-- MATERIAL FOR THE TASK follows --

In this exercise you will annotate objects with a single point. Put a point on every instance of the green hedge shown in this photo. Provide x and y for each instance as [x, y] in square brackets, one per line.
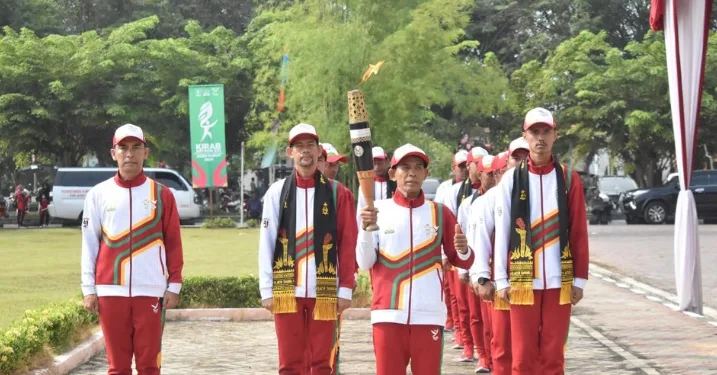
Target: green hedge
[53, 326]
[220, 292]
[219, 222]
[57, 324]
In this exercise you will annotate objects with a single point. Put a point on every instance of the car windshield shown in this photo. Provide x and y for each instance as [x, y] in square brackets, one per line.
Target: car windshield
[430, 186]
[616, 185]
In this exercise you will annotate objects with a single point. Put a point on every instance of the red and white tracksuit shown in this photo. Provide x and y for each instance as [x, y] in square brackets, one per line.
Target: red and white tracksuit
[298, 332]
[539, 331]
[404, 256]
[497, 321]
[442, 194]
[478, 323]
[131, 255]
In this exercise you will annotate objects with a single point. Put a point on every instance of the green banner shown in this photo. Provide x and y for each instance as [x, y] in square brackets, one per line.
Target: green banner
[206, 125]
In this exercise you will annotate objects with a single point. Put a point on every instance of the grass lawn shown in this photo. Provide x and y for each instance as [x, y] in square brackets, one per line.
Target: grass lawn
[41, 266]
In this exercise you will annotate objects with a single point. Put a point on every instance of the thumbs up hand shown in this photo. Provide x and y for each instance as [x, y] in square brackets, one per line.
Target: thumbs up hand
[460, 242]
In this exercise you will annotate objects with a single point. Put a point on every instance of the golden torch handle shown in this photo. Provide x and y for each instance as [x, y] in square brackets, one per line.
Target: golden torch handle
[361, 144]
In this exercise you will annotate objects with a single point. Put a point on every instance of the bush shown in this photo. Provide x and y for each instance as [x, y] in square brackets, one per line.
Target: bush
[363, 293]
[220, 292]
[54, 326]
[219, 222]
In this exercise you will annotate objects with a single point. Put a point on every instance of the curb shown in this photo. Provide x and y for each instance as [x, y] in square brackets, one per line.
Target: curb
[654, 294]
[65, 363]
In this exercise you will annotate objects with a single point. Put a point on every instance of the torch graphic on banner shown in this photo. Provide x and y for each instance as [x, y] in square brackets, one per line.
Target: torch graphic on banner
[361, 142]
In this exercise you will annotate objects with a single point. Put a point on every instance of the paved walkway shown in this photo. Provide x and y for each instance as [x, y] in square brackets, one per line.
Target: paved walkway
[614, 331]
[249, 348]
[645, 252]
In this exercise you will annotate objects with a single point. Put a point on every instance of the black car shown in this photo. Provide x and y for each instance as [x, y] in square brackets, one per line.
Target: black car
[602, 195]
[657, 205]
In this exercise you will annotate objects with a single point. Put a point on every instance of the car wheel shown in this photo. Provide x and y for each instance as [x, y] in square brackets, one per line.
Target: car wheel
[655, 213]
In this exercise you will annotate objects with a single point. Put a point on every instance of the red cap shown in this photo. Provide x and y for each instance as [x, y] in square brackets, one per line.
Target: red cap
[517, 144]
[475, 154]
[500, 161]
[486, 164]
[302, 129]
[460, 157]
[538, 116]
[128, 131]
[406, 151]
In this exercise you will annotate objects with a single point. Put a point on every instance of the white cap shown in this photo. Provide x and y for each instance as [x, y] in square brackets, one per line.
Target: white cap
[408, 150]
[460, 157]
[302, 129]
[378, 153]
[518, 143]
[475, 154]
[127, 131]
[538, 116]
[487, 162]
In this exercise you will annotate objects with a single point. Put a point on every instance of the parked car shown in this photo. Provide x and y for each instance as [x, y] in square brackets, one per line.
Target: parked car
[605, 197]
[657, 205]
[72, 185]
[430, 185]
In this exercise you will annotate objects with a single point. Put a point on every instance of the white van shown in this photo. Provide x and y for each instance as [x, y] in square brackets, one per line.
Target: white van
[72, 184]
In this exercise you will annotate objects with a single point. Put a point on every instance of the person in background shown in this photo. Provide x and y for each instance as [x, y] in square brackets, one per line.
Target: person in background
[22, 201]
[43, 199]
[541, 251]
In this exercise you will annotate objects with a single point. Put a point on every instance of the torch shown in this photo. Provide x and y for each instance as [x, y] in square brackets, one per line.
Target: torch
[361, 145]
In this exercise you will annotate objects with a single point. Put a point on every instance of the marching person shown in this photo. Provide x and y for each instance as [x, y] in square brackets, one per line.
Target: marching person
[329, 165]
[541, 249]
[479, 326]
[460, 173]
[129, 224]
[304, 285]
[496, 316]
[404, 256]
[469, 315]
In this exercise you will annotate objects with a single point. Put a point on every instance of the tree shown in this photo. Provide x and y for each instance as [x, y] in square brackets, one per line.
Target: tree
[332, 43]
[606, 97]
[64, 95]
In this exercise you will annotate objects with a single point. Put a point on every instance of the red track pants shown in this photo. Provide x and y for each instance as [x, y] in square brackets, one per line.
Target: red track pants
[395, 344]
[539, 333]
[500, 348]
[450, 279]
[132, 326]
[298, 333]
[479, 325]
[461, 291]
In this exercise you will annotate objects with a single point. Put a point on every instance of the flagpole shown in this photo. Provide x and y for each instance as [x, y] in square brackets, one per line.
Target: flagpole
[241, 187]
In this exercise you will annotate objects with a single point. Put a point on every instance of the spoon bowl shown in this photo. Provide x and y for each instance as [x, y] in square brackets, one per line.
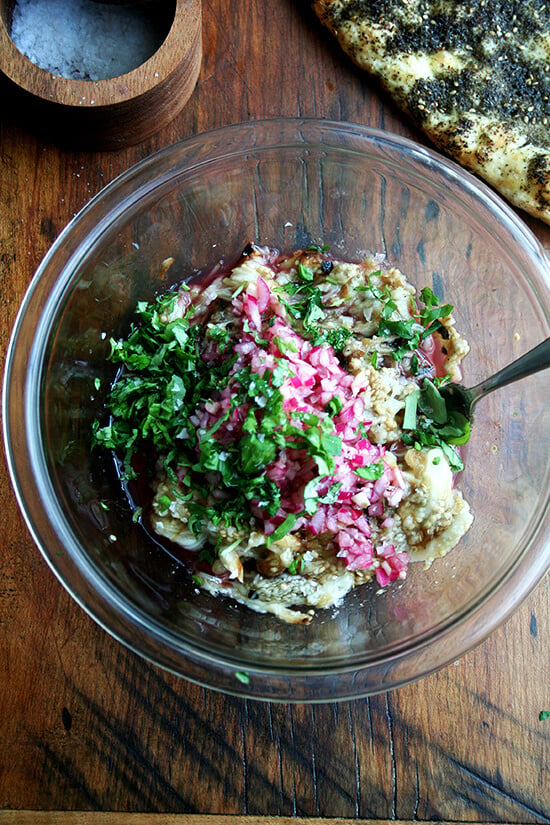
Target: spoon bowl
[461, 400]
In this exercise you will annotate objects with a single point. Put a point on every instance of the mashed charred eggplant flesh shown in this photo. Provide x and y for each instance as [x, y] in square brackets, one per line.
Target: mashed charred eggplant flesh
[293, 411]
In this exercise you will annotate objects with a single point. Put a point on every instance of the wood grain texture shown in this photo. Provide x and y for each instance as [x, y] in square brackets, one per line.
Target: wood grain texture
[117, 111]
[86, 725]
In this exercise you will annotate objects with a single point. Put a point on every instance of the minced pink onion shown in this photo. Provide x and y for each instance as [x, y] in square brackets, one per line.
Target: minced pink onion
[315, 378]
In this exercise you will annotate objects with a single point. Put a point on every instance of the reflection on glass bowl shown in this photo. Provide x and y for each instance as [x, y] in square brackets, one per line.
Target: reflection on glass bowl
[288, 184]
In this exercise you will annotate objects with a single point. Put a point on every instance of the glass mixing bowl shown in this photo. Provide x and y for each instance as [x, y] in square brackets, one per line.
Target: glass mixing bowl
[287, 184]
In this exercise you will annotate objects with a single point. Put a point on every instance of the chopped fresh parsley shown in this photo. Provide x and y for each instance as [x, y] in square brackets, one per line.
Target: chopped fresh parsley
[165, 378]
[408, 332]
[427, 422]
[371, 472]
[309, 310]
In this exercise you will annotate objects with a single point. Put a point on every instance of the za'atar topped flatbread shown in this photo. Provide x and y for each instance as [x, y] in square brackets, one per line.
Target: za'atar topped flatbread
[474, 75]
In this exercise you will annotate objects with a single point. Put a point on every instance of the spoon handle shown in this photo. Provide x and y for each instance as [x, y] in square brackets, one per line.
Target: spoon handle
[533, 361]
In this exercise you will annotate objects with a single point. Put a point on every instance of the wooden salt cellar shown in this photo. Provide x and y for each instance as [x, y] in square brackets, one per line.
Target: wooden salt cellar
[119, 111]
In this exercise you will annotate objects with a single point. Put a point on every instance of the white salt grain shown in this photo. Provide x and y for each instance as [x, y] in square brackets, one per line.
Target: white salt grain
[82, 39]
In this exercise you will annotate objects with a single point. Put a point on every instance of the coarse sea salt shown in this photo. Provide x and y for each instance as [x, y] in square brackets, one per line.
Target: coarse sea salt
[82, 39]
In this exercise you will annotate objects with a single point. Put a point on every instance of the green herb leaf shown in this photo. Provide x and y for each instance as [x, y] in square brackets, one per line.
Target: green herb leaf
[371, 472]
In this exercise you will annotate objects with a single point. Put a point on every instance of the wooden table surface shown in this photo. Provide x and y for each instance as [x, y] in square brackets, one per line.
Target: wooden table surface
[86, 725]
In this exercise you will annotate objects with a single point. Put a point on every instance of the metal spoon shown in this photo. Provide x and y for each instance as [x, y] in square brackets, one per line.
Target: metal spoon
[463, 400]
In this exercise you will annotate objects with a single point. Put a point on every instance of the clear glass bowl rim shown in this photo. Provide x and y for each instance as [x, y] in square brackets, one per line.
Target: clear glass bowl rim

-- MATERIAL FOR THE TASK concluded --

TASK OBJECTIVE> Reproduce, word for word and in full, only the lines above that start at the line with "Target: person in background" and run through the line with "the red track", both ends included.

YOUR RESPONSE>
Target: person in background
[22, 201]
[43, 199]
[541, 251]
In this exercise you will annotate objects with a single point. Put a point on every instance of the torch shown in this photo. Provide x and y for each instance as [x, y] in square brackets, one per line.
Target: torch
[361, 145]
In this exercise you will annotate objects with a single point. Put a point on every instance of the marching person shown in this photo. Provide x and y for each instance as [x, y] in square brackets, one per line.
Target: marching person
[329, 165]
[541, 249]
[479, 326]
[460, 173]
[129, 224]
[304, 285]
[496, 316]
[404, 256]
[469, 315]
In this exercise you will annotate objects with a single point. Put a point on every instance of the tree shown in this photo. Provide x and y for each instance as [x, y] in square brackets, one per line.
Target: tree
[332, 43]
[606, 97]
[64, 95]
In this exercise you will annotate objects with a single point. Put a point on every instance of the red track pants shown in this photo. Provide x and y for each instance as [x, y] in square brackets, one per line.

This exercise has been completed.